Dataset entries ::
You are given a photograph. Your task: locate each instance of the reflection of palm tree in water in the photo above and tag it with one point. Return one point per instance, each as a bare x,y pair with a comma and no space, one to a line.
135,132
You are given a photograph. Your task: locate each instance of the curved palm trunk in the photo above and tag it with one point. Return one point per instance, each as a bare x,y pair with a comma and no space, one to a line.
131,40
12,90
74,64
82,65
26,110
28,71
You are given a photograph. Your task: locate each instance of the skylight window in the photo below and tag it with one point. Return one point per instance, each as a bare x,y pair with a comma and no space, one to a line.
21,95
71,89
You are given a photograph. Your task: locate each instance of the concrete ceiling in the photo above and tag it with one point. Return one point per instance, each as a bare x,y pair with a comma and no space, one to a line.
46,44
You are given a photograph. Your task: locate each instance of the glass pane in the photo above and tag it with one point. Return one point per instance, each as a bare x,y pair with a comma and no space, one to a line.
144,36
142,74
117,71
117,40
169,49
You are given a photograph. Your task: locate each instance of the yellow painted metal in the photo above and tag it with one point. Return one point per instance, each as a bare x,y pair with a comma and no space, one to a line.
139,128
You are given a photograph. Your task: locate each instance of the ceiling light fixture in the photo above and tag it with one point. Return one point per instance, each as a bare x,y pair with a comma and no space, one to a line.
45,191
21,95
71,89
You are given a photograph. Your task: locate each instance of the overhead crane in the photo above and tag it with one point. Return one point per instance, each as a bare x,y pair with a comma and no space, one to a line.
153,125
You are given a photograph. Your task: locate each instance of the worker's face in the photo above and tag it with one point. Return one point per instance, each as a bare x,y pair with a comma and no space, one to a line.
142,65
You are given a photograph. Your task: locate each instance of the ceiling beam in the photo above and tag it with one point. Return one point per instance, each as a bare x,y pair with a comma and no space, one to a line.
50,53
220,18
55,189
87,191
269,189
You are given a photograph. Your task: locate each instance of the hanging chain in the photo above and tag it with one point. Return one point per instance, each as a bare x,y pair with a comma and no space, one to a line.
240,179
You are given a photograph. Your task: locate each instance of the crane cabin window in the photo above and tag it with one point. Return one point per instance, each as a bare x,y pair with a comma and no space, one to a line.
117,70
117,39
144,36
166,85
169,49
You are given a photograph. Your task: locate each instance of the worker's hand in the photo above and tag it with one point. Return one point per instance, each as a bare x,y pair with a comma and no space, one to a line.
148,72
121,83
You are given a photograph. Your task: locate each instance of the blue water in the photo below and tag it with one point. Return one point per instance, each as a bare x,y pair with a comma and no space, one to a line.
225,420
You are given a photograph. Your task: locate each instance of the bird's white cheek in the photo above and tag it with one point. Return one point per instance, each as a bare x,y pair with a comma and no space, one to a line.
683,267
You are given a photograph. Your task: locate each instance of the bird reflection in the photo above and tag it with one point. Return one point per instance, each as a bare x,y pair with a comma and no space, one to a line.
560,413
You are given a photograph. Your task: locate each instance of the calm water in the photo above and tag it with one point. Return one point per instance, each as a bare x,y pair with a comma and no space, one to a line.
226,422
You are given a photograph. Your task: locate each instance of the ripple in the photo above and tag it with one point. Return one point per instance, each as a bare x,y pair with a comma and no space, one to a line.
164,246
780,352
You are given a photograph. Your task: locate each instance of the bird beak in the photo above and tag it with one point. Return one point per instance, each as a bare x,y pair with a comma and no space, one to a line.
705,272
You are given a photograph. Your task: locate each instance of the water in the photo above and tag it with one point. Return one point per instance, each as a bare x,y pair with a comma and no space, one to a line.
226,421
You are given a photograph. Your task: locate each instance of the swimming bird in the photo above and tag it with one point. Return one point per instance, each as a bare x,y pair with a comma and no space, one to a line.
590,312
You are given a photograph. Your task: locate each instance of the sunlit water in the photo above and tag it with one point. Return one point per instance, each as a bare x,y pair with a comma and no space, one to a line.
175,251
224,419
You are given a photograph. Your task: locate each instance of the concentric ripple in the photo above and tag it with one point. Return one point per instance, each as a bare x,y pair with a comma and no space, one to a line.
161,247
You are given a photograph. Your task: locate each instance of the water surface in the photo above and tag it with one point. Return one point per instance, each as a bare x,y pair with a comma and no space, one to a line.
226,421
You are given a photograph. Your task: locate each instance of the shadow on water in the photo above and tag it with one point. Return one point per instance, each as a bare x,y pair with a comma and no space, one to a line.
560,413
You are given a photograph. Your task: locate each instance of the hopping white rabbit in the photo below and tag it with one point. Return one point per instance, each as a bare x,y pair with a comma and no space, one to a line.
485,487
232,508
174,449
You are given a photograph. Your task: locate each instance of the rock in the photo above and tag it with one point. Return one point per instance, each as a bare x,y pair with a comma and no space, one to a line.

What you have to do ::
What is needed is a word-for-word copy of all the records above.

Exercise response ::
You are given a photograph. Your task: locate each instance of the reflection of palm tree in water in the photo above and tag it with one point. Return one point per instance, each as a bare x,y pair with a comma and no space, one to a line.
135,132
You are given a photograph. Your task: locate each instance of the curved palm trunk in the photo above and tag it with one point. Return one point per instance, each as a bare x,y pair with a comma and no space, one to a line.
131,40
12,90
74,64
82,65
26,110
28,71
You are given a photograph. Your task: locate each instance of the skylight window in the photo below and tag it with one point. Return one point per instance, each as a bare x,y pair with a comma and no space, one to a line.
21,95
71,89
You are given a photograph. Your task: locate each instance of the concrete ceiling in the photo above and tag it with one point. Return one point per instance, each as a bare x,y pair with a comma and no space, one to a line.
46,44
You are given a photograph. Your task: locate each instance of the glass pane in the photo above and tag it with one point. Return one point per instance, each as a bare x,y pair with a comma and no space, one to a line.
144,36
142,74
117,71
117,40
169,49
You are given a photograph. Your task: locate each instance of the yellow painted metal in the photo above and tag it with one point. Return one point per instance, each as a bare x,y pair with a comma and no space, one to a line.
139,128
You are given a photograph. Your task: locate each instance of the ceiling light fixture in the photo above and tag it with one point. Return one point per instance, each as a bare x,y pair with a comma and no space, one to a line.
45,191
21,95
71,89
You are given a photograph. Your task: locate each instance of the overhead crane in the photo above and tag it with one point. Return one point per instance, each as a bare x,y pair with a comma and no space, one to a line.
153,125
You are given a photograph. Your task: locate each instance of the worker's face in the photo above and tag it with one point. Return one point per instance, each as a bare x,y pair with a comma and no space, one to a line.
142,65
You are given a photograph. Your task: locate each instance of the ceiling beam in the photo above and tag it with one point. Return one point per instance, each as a bare x,y pair with a comma and no space, one to a line.
50,53
220,18
55,189
87,191
269,189
You are given a photograph. Your task: locate each instance of the hanging chain in the photo above and tag it with one point. Return one point per instance, each as a bare x,y pair with a comma and no space, one to a line.
240,179
You are given a photograph. Your task: locate each instance of the crane cabin window in the photo above and tag it with one point. Return one point per instance, each as a bare x,y pair with a comma and no space, one to a line.
117,70
117,39
144,36
166,85
169,49
You are given a photograph. Your task: locate each instance of the worker's hand in the photo above and tag it with one point. Return one point per instance, each as a bare x,y pair with a comma and no space, one to a line.
148,72
121,83
You are given a photograph. Your task: locate each instance of the blue water in the photo below and tag it with one point. Return one point per instance, each as a bare x,y pair with a comma and no space, one to a line.
225,420
You are given a photograph. Your task: locate each instance of the bird's white cheek in the photo above and tag it with one point. Return one point per instance, each as a bare x,y pair with a comma and no space, one to a line.
683,267
You are given a photograph. Your task: locate each instance of the bird reflection in the photo above and tag it with one point. Return one point per instance, each as a bare x,y pair with a comma and no space, one to a line.
560,413
You are given a photograph. Your task: locate each instance of the calm water in the photo above and tag it with one point. Return one point per instance, each as a bare x,y pair with a comma and no space, one to a line.
226,422
You are given a photograph. Your task: locate each instance of the ripple in the photo above and tag it with one point. Return one point per instance, each as a bare x,y pair with a comma and no space, one to a line.
164,246
780,352
You are given a photograph. Your task: locate each instance of the bird beak in the photo above and tag it with one point. Return one point per instance, each as a bare x,y pair with a comma and no space, one to a line.
705,272
You are given a photograph. Your task: locate each instance of the water in the photo above and tag it with one point. Return one point per instance, each as a bare x,y pair with a comma and no space, one to a line.
226,421
You are given a photograph. Your task: locate each instance of the swimming bird in the photo above and tag it with one point. Return one point per instance, each as a bare x,y pair with a comma and no space, one to a line.
590,312
You are given a photograph. Your task: locate each instance of the sunlit water in the photo above and tag it with one point. Return one point per instance, each as a bare x,y pair with a comma and no space, one to a line.
175,251
224,419
You are given a photograph. Your task: locate each instance of the concentric ripple in the photo above and tag it with one point. Return one point per instance, each as a bare x,y pair with a comma and no space, one to a line.
161,247
You are given a photograph. Your task: locate each instance of the water surface in the photo above and tag it with one point. Return one point per instance, each as a bare x,y pair with a comma and no space, one to a line.
226,421
You are given a photograph. Your task: locate each instance of the shadow on water in the photo above and tag it with one point. Return one point per instance, each as a bare x,y pair with a comma and no space, one to a line.
560,413
You are given a photograph. Your task: locate each instance of the hopping white rabbit in the photo below and tag it with one point. Return one point per instance, each as a bare x,y pair with a comma and no space, one to a line.
485,487
232,508
174,449
You are given a photograph. Your task: locate each instance of the rock in the photo above and tag it with one point. Return one point per instance, each as a bare x,y pair with a comma and no space, one to a line.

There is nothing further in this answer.